— Input material —
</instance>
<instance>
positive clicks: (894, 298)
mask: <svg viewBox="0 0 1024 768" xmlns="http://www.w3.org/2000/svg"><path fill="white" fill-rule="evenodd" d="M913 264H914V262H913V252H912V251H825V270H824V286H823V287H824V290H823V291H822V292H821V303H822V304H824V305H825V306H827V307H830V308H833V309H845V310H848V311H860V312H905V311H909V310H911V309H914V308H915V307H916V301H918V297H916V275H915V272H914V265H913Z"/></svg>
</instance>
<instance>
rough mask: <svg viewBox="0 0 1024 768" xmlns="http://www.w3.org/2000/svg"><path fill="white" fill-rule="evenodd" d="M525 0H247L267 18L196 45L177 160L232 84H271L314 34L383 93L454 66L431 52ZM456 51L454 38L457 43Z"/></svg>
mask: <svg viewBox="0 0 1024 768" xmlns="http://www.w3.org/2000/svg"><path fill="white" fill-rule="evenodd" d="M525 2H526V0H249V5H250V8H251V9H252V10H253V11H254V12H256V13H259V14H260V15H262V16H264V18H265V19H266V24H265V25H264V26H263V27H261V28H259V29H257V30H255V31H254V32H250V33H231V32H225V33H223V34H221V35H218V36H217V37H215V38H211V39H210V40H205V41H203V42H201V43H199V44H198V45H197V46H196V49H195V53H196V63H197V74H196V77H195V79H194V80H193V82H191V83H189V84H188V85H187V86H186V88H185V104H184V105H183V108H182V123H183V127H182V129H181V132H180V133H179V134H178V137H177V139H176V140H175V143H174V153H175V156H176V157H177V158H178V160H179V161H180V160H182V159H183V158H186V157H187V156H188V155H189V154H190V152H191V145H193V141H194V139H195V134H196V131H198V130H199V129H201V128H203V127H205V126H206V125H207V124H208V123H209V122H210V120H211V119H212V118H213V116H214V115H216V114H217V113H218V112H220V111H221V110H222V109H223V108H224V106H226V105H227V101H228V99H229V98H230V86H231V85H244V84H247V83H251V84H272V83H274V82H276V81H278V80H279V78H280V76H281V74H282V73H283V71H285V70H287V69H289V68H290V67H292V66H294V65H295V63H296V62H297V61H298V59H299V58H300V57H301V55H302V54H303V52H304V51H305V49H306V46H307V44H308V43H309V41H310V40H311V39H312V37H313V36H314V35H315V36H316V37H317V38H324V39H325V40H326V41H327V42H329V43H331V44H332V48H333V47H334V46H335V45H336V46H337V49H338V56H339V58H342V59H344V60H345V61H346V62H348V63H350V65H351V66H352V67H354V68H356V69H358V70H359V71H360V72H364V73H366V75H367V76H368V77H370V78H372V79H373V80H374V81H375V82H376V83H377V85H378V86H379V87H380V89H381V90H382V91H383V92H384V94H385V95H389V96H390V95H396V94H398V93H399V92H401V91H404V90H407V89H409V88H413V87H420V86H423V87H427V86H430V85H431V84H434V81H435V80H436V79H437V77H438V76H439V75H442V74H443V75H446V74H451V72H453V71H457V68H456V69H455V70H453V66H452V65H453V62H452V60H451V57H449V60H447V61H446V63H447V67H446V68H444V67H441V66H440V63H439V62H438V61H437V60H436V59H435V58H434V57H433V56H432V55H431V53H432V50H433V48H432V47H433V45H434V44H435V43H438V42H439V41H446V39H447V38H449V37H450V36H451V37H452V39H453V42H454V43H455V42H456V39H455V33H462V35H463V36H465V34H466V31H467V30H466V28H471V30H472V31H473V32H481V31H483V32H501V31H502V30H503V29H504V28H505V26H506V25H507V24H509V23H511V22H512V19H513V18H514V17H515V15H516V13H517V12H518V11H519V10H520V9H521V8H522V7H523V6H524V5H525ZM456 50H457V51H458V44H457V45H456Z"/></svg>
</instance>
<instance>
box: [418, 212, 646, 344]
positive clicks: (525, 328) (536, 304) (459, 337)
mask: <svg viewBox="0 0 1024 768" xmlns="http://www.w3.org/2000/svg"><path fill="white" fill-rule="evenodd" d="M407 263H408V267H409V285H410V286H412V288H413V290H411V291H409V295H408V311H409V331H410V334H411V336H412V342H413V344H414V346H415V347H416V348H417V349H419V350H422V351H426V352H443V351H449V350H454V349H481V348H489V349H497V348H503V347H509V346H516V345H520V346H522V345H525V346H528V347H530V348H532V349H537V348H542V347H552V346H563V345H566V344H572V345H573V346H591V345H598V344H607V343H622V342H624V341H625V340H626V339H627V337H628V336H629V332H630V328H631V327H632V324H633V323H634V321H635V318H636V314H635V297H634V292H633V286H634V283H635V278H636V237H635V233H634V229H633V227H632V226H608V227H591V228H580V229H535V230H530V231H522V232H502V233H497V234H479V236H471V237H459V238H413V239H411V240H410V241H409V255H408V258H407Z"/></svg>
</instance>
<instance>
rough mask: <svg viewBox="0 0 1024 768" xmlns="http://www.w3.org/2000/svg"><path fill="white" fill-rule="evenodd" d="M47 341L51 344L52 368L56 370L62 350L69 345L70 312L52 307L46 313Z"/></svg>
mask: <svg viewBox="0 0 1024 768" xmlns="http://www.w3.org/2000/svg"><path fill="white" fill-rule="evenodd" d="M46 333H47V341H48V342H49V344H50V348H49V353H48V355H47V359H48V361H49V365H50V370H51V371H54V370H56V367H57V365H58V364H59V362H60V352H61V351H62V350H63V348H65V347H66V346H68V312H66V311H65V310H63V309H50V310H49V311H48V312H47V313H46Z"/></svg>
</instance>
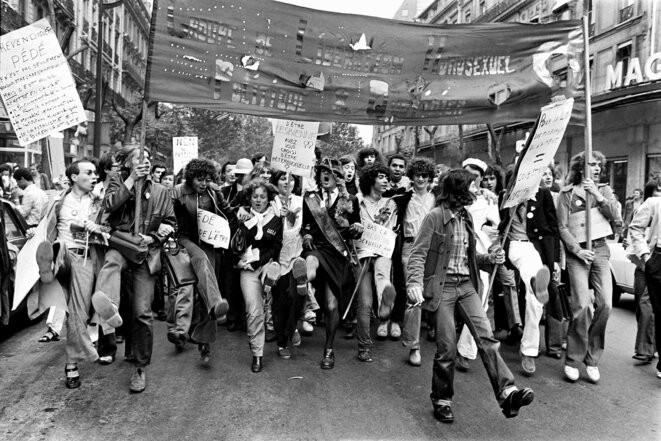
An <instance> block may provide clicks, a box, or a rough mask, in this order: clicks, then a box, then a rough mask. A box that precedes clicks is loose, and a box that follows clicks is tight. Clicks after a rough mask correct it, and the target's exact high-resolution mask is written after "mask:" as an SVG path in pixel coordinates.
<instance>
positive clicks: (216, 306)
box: [213, 298, 230, 321]
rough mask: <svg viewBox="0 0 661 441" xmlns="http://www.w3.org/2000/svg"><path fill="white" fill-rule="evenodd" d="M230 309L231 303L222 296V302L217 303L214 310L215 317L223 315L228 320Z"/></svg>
mask: <svg viewBox="0 0 661 441" xmlns="http://www.w3.org/2000/svg"><path fill="white" fill-rule="evenodd" d="M229 309H230V304H229V303H227V300H225V299H223V298H221V299H220V302H218V303H217V304H216V307H215V308H214V310H213V313H214V316H213V318H215V319H220V318H221V317H225V321H227V311H229Z"/></svg>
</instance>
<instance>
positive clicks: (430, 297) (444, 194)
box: [407, 170, 534, 423]
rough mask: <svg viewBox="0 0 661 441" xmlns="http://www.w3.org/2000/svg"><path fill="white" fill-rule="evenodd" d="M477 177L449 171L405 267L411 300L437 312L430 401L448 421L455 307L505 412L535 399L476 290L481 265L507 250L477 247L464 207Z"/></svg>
mask: <svg viewBox="0 0 661 441" xmlns="http://www.w3.org/2000/svg"><path fill="white" fill-rule="evenodd" d="M474 180H475V177H474V176H473V175H472V174H471V173H470V172H468V171H466V170H452V171H450V172H448V173H447V175H445V177H444V178H443V180H442V183H441V191H440V195H439V197H438V200H437V206H436V208H434V209H433V210H432V211H431V212H430V213H429V214H428V215H427V216H426V217H425V219H424V220H423V222H422V226H421V227H420V231H419V233H418V237H417V238H416V240H415V242H414V244H413V250H412V252H411V256H410V258H409V263H408V267H407V270H408V277H407V287H408V288H407V295H408V297H409V303H410V304H412V305H414V306H417V305H420V304H422V306H423V308H424V309H426V310H428V311H432V312H433V314H434V320H435V324H436V348H437V349H436V356H435V357H434V367H433V377H432V392H431V400H432V405H433V406H434V416H435V417H436V418H437V419H438V420H440V421H441V422H444V423H451V422H453V421H454V414H453V413H452V396H453V395H454V387H453V381H454V365H455V358H456V356H457V337H456V327H455V311H456V312H458V313H459V315H460V316H461V317H462V318H463V320H464V322H465V323H466V325H468V328H469V329H470V331H471V334H472V335H473V338H474V339H475V342H476V344H477V346H478V349H479V350H480V351H479V352H480V355H481V356H482V362H483V363H484V367H485V368H486V370H487V375H488V376H489V380H490V381H491V386H492V388H493V391H494V393H495V395H496V399H497V400H498V403H499V404H500V407H501V409H502V411H503V414H504V415H505V416H506V417H507V418H513V417H515V416H516V415H518V413H519V409H520V408H521V407H522V406H527V405H528V404H530V403H531V402H532V400H533V398H534V393H533V391H532V390H531V389H529V388H525V389H522V390H518V389H517V387H516V386H515V385H514V376H513V375H512V372H511V371H510V370H509V368H508V367H507V365H506V364H505V362H504V361H503V359H502V357H501V356H500V352H499V351H498V348H499V346H500V343H499V342H498V340H496V339H495V338H494V337H493V331H492V329H491V326H490V325H489V320H488V319H487V316H486V313H485V312H484V308H483V307H482V302H481V300H480V297H479V295H478V289H479V284H480V281H479V276H478V267H479V266H484V265H488V264H501V263H503V262H504V261H505V255H504V253H503V251H502V250H494V251H493V252H492V253H491V254H488V255H485V254H477V253H476V251H475V231H474V229H473V222H472V218H471V216H470V214H469V213H468V212H467V211H466V209H465V208H464V207H465V206H467V205H470V204H472V203H473V194H472V193H471V191H470V188H471V186H472V185H475V183H474Z"/></svg>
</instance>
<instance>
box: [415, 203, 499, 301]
mask: <svg viewBox="0 0 661 441" xmlns="http://www.w3.org/2000/svg"><path fill="white" fill-rule="evenodd" d="M453 217H454V216H453V213H452V211H451V210H450V208H449V207H448V206H447V204H446V203H445V202H443V203H442V205H440V206H438V207H436V208H434V209H433V210H432V211H431V212H429V214H428V215H427V216H425V219H424V220H423V221H422V225H421V226H420V231H419V232H418V237H417V238H416V239H415V242H414V243H413V248H412V250H411V256H410V257H409V264H408V267H407V270H408V277H407V281H406V282H407V286H412V285H418V286H421V287H423V289H424V296H425V303H424V304H423V308H424V309H426V310H429V311H436V310H437V309H438V305H439V303H440V302H441V294H442V292H443V287H444V286H445V278H446V275H447V268H448V263H449V261H450V251H451V246H450V243H451V242H450V240H451V235H452V225H451V222H452V221H453ZM465 218H466V229H467V230H468V267H469V271H470V279H471V281H472V282H473V285H474V286H475V290H476V291H477V292H478V293H479V292H480V286H481V282H480V277H479V268H481V267H485V266H488V265H489V259H488V255H486V254H477V252H476V249H475V230H474V229H473V218H472V217H471V215H470V213H468V212H466V215H465Z"/></svg>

— What is expected —
Could you gather and copy out every line in the rows above that contains the string "positive"?

— Solution below —
positive clicks: (894, 298)
positive clicks: (525, 328) (536, 304) (459, 337)
positive clicks: (216, 306)
positive clicks: (430, 297) (444, 194)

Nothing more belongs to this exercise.